───── Exercise material
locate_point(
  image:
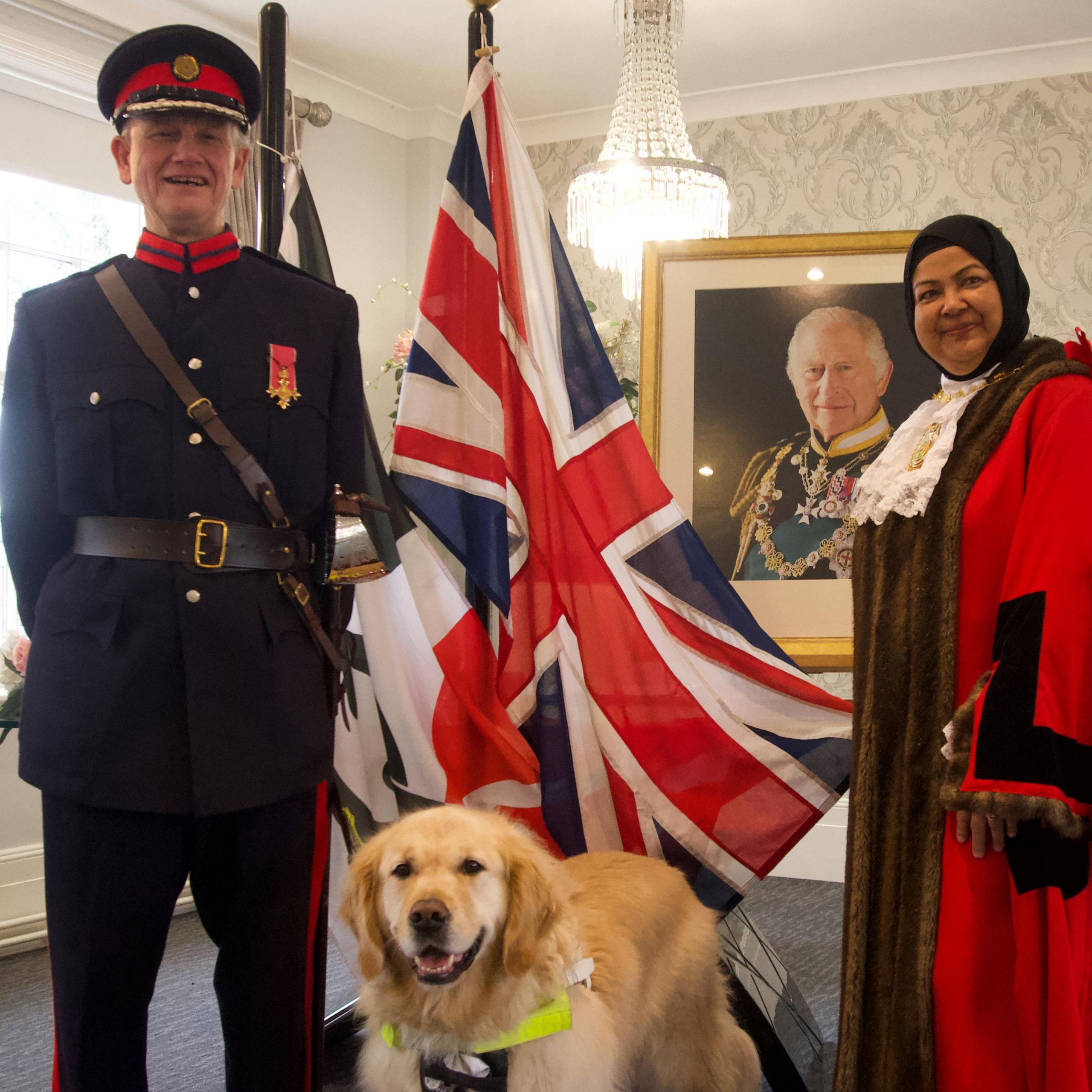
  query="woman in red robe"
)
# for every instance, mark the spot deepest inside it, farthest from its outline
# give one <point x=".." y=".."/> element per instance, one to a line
<point x="968" y="953"/>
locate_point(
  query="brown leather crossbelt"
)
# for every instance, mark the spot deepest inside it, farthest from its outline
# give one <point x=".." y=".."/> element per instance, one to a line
<point x="201" y="543"/>
<point x="199" y="409"/>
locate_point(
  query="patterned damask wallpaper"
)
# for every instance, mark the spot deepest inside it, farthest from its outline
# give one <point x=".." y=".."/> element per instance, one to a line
<point x="1019" y="154"/>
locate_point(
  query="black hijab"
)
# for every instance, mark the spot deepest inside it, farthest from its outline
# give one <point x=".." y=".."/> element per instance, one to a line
<point x="984" y="242"/>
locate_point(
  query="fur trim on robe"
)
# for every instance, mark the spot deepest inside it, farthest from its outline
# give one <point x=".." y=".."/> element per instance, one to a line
<point x="906" y="592"/>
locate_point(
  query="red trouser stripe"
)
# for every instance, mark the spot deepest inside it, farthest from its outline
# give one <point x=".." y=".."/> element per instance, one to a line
<point x="318" y="877"/>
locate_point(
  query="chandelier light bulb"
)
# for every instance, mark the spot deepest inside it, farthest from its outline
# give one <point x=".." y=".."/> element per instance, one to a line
<point x="648" y="184"/>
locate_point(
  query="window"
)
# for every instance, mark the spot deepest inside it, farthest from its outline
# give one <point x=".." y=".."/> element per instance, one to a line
<point x="46" y="233"/>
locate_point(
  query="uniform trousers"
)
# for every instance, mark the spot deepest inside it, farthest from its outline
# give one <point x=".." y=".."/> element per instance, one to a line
<point x="258" y="880"/>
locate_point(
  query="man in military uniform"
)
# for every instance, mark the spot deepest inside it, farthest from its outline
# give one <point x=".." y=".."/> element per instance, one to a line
<point x="795" y="497"/>
<point x="177" y="716"/>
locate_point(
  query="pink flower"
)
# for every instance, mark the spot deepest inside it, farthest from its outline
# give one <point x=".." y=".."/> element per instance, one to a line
<point x="20" y="654"/>
<point x="402" y="346"/>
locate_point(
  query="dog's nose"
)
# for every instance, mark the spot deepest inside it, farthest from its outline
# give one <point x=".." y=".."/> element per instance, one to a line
<point x="430" y="915"/>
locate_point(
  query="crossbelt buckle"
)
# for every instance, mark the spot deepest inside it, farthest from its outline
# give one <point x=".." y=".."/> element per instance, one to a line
<point x="199" y="551"/>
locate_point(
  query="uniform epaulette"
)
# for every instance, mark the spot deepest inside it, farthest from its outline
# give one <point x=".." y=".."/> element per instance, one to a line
<point x="753" y="474"/>
<point x="71" y="276"/>
<point x="280" y="264"/>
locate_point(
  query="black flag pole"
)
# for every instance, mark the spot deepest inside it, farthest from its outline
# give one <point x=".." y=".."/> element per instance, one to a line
<point x="480" y="36"/>
<point x="272" y="53"/>
<point x="479" y="45"/>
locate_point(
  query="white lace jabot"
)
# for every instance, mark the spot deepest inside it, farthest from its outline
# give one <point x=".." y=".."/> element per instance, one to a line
<point x="904" y="475"/>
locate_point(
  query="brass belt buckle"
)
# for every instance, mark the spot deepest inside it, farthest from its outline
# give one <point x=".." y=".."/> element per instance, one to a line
<point x="199" y="553"/>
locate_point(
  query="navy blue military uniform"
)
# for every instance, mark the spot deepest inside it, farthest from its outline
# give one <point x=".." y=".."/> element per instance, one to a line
<point x="154" y="687"/>
<point x="178" y="719"/>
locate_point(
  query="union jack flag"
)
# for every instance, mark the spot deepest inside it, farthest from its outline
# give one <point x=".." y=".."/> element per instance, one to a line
<point x="653" y="713"/>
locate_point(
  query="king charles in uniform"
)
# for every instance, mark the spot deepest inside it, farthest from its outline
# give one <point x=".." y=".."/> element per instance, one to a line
<point x="795" y="498"/>
<point x="177" y="712"/>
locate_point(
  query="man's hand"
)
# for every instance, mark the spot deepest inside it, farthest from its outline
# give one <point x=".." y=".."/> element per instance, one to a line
<point x="976" y="827"/>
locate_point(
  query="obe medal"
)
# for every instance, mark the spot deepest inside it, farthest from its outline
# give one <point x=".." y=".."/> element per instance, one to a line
<point x="282" y="387"/>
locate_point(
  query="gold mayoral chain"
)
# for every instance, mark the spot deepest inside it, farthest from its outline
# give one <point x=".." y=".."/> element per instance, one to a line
<point x="831" y="507"/>
<point x="933" y="432"/>
<point x="283" y="392"/>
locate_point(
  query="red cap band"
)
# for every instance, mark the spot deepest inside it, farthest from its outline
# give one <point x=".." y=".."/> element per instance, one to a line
<point x="209" y="79"/>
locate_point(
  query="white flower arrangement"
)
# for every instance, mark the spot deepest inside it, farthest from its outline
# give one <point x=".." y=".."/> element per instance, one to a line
<point x="15" y="652"/>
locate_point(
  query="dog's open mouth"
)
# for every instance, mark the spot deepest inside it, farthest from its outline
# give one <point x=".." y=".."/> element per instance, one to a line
<point x="436" y="968"/>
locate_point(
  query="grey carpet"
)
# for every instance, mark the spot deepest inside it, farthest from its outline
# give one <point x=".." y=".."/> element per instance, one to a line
<point x="801" y="919"/>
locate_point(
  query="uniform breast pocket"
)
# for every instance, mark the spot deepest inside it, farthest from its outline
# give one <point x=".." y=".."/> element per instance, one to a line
<point x="110" y="432"/>
<point x="290" y="444"/>
<point x="299" y="449"/>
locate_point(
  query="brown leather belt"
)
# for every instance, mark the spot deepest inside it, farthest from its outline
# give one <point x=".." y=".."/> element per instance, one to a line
<point x="199" y="543"/>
──────────
● Stated goal:
The records shown above are to be repeated exactly, with the pictures left out.

● Response to this task:
locate_point(
  image:
  query="woman in red robe"
)
# for every instance, mark the spot deepest inside it, farthest from its outline
# give one <point x=".." y=".."/> element per instance, one to a line
<point x="968" y="953"/>
locate_point(
  query="brown leather crossbelt"
)
# for every instance, mark the spot deepest inside it, farthest from its outline
# give one <point x=".." y=".."/> element per instance, one to a line
<point x="201" y="543"/>
<point x="199" y="409"/>
locate_point(
  query="patterned damask wallpaper"
)
# for every instance, mark the spot deepest inside it, farthest from its outline
# give one <point x=".." y=".."/> element per instance, one to a line
<point x="1019" y="154"/>
locate_point(
  query="black hijab"
)
# for every instance, mark the spot deepest inside it, farthest from its outline
# give one <point x=".." y=".."/> element per instance, one to a line
<point x="984" y="242"/>
locate_point(
  query="fur trim on robe"
)
# for every instance, mark the spot deepest inside it, farthest from its outline
# give one <point x=".." y=".."/> element per instance, one to a line
<point x="906" y="592"/>
locate_point(
  query="red trouser stripe"
)
# for every instance, mark the spot deepest inside it, farthest from its outline
# give one <point x=".." y=".."/> element per instance, one to a line
<point x="318" y="877"/>
locate_point(
  query="chandelier light bulb"
)
# for every instance, mark the spot deepest inside it, farthest from its outline
# give one <point x=".." y=".."/> element per instance, one to a line
<point x="648" y="184"/>
locate_point(
  query="window"
)
# for every instance, mark the spot deepest inside it, farthest from its outline
# give one <point x=".." y=".."/> element per instance, one to a line
<point x="46" y="233"/>
locate_point(
  query="uniform trousers"
)
# for every instance, mark the spot deepest inside it, farthest from its outline
# give one <point x=".." y=".."/> element per instance, one to a line
<point x="258" y="880"/>
locate_point(
  query="man in military uniform"
)
# for every instance, mark the spot deepest inside it, farthest from its outline
# give one <point x=".." y=".."/> element per instance, one to a line
<point x="795" y="497"/>
<point x="177" y="716"/>
locate_point(
  query="pink flower"
)
# for every instance, mark the spot deepest inside it, farthest from its outline
# give one <point x=".." y=".."/> element per instance, one to a line
<point x="20" y="654"/>
<point x="402" y="346"/>
locate_point(
  query="dog's nose"
)
# for every instance, mark the spot deepest inside it, farthest from its outline
# give one <point x=".." y=".."/> element per instance, one to a line
<point x="430" y="915"/>
locate_point(
  query="crossbelt buckle"
)
# for every instance, mark the spot deepest inside it, farthest from its outline
# give one <point x=".." y=".."/> element per instance, one to a line
<point x="199" y="551"/>
locate_point(
  query="uniform epaulette"
)
# for every instance, mark the spot deepest inside it, farthest from its outline
# give one <point x=".." y=".."/> element per instance, one to a line
<point x="753" y="474"/>
<point x="71" y="276"/>
<point x="280" y="264"/>
locate_point(
  query="black flag pole"
)
# for every instance, mark the spot deepest inside it, farthest from its outline
# give one <point x=".." y=".."/> element per instance, one to a line
<point x="480" y="36"/>
<point x="272" y="53"/>
<point x="479" y="45"/>
locate_point(
  query="white lace jabot"
)
# for every instance, mark the spot deepest inside it, farthest from its outline
# give one <point x=".." y=".."/> element per instance, one to a line
<point x="904" y="475"/>
locate_point(
  query="brass belt buckle"
)
# for every instance, mark the spot deepest inside it, farthest from its outline
# give one <point x=".." y=".."/> element per instance, one to a line
<point x="199" y="553"/>
locate_point(
  query="navy blue military uniform"
)
# for every instance, mark the spot deepest inside it, farthest from its outline
# give one <point x=".." y=".."/> element per instance, one to a line
<point x="154" y="687"/>
<point x="178" y="719"/>
locate_point(
  query="union jack flag"
)
# for every instance, mark the spot deepest inside it, farthest from its outline
# give one <point x=".." y=".."/> element per instance, one to a line
<point x="653" y="713"/>
locate_point(
  query="king charles in uniform"
)
# for every instance, mark the spot deepest inside it, farthest from its outline
# give one <point x=".." y=".."/> element per instance, one to a line
<point x="795" y="498"/>
<point x="177" y="712"/>
locate_point(
  query="man's hand"
)
# for every instance, mark the spot deepest inside it, farthest from its outline
# give one <point x=".." y=".."/> element per instance, one to a line
<point x="976" y="827"/>
locate_point(
  query="obe medal"
)
# for every instance, mark the spot deepest inside it, farthest from its outline
# give one <point x=".." y=".."/> element per instance, one to a line
<point x="282" y="387"/>
locate_point(
  query="gold mayoral chain"
)
# for every instance, mark the spot deepest inside it, farthest from its outline
# give one <point x=".." y=".."/> element per instance, one to a line
<point x="831" y="507"/>
<point x="933" y="432"/>
<point x="283" y="392"/>
locate_point(
  query="red cap band"
)
# for every instance, mark the spot deepest inside it, farthest from its outline
# give one <point x=".." y=".."/> element per instance, one to a line
<point x="209" y="79"/>
locate_point(
  query="white flower arrangement"
)
# for every instance, mark the spot deepest inside it, farthest from its outline
# give one <point x=".." y=".."/> element per instance, one to a line
<point x="15" y="652"/>
locate_point(
  query="dog's open mouth"
)
# for every instance, mark the spot deepest inside it, farthest from its outline
# give one <point x=".." y=".."/> element per instance, one to a line
<point x="436" y="968"/>
locate_point(
  query="grey carpet"
)
# for every instance, mark the spot deepest inside it, farthest from its outline
# give one <point x=".." y=".."/> element per instance, one to a line
<point x="801" y="919"/>
locate_point(
  query="uniform breast pocket"
)
# for every instance, mark the spot deepest inside it, farthest from its outline
# give one <point x=".." y=".."/> element per instance, one to a line
<point x="110" y="432"/>
<point x="290" y="444"/>
<point x="299" y="449"/>
locate_point(
  query="brown leather belt"
)
# for every instance, mark the spot deepest inside it, farthest from its outline
# give one <point x=".." y=".."/> element per instance, one to a line
<point x="199" y="543"/>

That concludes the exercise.